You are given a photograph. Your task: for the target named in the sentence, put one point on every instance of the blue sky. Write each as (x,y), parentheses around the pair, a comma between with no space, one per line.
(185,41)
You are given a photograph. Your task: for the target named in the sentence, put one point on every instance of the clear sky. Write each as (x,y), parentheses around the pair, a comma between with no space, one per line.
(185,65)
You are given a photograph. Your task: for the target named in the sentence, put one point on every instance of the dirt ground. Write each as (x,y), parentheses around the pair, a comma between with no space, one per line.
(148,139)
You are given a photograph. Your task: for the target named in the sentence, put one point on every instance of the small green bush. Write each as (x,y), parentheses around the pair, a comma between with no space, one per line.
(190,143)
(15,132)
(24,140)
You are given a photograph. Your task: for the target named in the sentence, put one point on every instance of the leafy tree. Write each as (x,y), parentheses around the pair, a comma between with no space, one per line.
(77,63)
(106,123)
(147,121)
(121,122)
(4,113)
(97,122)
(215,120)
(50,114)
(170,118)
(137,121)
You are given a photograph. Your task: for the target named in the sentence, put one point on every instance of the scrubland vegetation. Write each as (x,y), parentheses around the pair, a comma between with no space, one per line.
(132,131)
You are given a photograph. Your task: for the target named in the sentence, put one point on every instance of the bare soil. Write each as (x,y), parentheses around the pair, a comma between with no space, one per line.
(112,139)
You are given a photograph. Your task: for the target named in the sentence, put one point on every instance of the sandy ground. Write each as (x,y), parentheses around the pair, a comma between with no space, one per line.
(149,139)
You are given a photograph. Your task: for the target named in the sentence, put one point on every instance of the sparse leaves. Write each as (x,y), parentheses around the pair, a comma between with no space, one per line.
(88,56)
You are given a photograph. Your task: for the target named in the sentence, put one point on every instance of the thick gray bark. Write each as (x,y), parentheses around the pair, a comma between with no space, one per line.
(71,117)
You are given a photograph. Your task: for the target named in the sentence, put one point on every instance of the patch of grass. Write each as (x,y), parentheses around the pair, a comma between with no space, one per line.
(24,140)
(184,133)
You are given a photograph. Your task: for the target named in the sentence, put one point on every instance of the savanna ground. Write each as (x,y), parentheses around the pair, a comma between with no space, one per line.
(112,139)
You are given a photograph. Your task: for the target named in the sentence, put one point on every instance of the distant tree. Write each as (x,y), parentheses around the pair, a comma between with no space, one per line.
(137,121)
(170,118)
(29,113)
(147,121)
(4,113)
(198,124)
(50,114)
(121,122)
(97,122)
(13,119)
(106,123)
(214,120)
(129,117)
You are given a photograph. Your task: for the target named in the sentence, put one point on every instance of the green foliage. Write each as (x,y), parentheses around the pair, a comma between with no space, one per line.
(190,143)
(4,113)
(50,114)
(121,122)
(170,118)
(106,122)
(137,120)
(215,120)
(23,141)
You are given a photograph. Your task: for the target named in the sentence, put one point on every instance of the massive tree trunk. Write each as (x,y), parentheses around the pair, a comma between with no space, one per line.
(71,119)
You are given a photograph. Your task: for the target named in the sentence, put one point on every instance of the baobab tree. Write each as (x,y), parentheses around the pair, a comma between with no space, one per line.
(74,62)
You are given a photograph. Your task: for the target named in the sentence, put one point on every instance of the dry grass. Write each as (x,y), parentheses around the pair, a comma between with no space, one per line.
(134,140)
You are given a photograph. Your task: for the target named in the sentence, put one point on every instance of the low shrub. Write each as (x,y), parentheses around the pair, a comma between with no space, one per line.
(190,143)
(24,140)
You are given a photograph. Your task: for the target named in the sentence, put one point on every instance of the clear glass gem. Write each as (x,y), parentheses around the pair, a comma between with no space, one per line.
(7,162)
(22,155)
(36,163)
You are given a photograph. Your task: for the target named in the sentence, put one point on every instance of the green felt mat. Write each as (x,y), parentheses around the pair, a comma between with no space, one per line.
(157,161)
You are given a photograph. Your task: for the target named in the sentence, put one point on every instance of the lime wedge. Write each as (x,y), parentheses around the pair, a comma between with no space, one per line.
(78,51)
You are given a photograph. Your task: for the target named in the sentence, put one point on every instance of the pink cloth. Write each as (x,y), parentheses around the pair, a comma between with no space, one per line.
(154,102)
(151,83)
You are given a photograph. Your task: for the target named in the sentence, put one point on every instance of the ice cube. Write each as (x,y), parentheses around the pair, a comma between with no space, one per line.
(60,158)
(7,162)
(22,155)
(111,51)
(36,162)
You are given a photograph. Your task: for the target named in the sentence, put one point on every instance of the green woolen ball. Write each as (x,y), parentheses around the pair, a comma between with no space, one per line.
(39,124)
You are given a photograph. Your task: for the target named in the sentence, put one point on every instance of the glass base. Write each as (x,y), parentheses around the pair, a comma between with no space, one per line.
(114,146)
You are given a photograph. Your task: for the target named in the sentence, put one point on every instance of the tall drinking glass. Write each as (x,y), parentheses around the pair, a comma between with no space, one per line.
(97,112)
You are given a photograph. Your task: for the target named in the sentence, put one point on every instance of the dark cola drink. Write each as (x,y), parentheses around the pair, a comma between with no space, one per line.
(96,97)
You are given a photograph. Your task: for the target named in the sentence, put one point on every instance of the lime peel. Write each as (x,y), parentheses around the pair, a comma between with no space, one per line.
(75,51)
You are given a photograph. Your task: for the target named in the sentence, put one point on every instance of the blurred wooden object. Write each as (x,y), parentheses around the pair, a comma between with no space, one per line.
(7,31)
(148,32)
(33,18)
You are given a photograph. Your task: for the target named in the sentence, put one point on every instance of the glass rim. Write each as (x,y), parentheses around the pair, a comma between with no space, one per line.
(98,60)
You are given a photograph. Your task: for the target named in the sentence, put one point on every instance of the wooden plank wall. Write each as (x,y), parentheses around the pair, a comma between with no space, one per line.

EXERCISE INSTRUCTIONS:
Give again the lines from the line holding "the green woolen" through the close of the listing, both included, exactly as written and with nothing else.

EXPECTED ANSWER:
You are given a photograph. Your task: for the target named in the sentence, put one point on every instance of the green woolen ball. Write each as (x,y), parentheses around the pair, a comma between with no space, one per line.
(39,124)
You are given a photograph. Your task: for the target named in the sentence, put one point on every instance of the glass base. Write each as (x,y), parentheses around the pair, a comma between with no space, one per line.
(114,146)
You are given a photograph. Your task: for the target named in the sentence, put one point on every instance of the tall drinking glass. Write each as (x,y), parentheses around the pair, a comma between with no space, one per line.
(97,112)
You are given a photograph. Your task: for the target named in the sentence, put one point on every instance of the dark cola drink. Write each as (x,y), parentheses around the pair, a comma between with no space, one per line.
(96,97)
You are given a photograph. Your task: for the target named in the sentence, put one point on every instance of the lime peel. Write each as (x,y), parentheses around the pair, a comma between with no space, one per line.
(75,51)
You are given a photograph. Your task: for the target named in the sentence, put one point on every instance of the blurred wooden object. Write each as (x,y), parentheses around the pair, a comma between with no space, one per line.
(7,31)
(148,32)
(33,18)
You are given a photograph. Your task: for the target named in the sentence, put one point on every instance of the glass rim. Write each as (x,y), parentheses around the pair, a comma between with no space, one per line.
(98,60)
You are given a photograph. Your task: for the target named in the sentence, put one point on every instance of the wooden plank wall. Write each as (x,y), parentheses around the pair, a comma between with no space, one per line.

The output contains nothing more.